Stored data below:

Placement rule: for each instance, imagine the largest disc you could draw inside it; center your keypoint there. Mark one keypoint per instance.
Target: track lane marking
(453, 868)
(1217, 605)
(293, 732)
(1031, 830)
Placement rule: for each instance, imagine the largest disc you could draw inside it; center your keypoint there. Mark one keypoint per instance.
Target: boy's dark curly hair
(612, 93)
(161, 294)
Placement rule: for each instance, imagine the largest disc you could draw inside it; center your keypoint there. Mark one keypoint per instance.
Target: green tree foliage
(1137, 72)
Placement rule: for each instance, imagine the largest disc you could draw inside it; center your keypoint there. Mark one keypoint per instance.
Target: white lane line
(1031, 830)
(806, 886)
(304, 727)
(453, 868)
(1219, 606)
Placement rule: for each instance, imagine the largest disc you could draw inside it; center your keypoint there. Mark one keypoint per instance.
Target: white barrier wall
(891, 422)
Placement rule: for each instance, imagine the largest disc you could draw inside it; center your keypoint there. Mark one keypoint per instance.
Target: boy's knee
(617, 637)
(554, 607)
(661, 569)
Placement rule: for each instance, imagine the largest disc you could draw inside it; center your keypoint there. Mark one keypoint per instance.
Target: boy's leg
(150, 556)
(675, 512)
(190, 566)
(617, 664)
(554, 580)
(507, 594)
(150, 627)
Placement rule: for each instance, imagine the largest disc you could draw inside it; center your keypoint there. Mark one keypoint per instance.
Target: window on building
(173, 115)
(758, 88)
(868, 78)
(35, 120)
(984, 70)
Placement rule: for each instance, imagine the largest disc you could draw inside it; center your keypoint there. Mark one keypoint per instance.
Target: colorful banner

End of Stored data.
Stored data below:

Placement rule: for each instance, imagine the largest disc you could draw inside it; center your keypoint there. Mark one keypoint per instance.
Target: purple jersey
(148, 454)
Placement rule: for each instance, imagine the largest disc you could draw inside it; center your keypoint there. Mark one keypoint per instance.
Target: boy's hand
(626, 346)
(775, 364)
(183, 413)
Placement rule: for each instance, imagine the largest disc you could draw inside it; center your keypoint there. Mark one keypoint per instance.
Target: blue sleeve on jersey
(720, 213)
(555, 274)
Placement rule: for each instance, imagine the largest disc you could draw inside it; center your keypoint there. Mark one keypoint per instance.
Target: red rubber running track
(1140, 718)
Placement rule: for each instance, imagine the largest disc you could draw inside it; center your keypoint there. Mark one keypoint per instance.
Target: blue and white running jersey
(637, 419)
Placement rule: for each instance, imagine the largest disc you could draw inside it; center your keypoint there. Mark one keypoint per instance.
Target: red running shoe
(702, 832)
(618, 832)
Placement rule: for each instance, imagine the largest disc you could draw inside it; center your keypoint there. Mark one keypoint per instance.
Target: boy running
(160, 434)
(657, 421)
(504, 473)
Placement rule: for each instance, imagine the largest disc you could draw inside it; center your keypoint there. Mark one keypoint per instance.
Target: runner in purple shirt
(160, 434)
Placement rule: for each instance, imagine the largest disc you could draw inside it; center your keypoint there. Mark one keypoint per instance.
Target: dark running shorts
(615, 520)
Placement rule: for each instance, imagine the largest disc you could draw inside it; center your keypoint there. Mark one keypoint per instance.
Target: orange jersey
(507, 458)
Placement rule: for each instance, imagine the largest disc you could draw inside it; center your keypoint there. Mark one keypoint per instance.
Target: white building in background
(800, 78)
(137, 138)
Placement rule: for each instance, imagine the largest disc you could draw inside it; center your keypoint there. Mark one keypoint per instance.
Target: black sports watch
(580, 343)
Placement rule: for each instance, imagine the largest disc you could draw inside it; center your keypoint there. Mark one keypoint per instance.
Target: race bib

End of Stored data.
Stored data below:

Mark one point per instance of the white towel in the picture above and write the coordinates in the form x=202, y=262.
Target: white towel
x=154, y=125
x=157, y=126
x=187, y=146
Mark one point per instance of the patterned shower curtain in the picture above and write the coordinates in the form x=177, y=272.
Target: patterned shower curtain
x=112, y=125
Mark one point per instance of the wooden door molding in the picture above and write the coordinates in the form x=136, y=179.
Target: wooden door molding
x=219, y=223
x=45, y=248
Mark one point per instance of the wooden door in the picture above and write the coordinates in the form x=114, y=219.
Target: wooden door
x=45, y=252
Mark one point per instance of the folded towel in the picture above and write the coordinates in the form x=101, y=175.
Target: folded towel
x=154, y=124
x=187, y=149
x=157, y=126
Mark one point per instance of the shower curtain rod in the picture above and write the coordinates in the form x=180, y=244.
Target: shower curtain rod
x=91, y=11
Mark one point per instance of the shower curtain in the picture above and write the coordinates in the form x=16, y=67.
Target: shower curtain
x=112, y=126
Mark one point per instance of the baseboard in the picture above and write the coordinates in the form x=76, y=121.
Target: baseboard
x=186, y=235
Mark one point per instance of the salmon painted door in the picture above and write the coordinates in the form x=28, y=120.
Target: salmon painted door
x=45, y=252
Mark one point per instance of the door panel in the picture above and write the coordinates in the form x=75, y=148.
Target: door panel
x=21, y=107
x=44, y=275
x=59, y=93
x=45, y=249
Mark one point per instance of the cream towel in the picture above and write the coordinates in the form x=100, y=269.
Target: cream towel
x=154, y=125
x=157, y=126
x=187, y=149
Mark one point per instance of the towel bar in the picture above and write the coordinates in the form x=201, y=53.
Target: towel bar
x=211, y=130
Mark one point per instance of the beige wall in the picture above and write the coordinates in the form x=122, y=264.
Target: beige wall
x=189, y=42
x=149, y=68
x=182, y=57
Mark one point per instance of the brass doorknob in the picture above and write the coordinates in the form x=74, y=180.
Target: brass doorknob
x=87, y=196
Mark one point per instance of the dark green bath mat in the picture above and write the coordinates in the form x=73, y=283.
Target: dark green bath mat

End of Stored data.

» **Assignment**: What lines in the data hold the word "bath"? Return them.

» **Task response**:
Mark one point per instance of the dark green bath mat in the picture above and write the coordinates in the form x=73, y=283.
Target: dark green bath mat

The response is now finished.